[Pointing dataset records]
>> BEGIN

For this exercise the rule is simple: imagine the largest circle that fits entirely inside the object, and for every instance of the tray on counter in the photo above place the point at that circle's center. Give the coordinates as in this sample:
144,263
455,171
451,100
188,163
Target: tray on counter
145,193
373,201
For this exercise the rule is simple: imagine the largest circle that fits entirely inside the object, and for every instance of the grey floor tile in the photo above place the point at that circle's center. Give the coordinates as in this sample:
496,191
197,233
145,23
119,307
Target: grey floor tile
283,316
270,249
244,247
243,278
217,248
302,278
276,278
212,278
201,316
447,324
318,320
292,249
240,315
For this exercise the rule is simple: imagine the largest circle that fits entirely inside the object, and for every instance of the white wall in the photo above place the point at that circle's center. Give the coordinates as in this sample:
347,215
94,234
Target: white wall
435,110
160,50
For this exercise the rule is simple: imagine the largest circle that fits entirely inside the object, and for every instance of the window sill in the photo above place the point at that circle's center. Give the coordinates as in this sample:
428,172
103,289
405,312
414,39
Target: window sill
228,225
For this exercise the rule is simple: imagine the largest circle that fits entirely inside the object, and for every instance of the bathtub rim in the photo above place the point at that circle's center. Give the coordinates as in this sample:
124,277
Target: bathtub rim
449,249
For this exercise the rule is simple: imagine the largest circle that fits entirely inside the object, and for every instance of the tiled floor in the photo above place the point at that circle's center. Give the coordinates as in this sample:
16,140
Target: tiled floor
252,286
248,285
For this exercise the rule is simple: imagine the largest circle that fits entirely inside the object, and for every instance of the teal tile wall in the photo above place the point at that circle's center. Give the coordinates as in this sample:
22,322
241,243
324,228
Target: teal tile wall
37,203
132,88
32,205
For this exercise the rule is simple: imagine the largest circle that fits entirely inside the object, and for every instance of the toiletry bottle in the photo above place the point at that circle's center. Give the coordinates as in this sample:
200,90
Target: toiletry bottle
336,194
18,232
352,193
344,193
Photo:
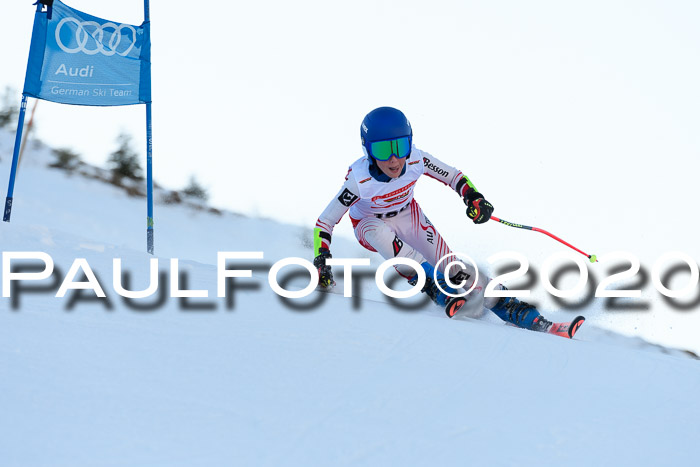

>> END

* [What to produce]
Show each line of the material above that contains the string "Target", copying the lines in their original order.

* [Result of this task]
Target: tray on counter
Target: grey floor tile
Target: white wall
Target: window sill
Target: bathtub rim
Target: tiled floor
Target: teal tile wall
Target: toiletry bottle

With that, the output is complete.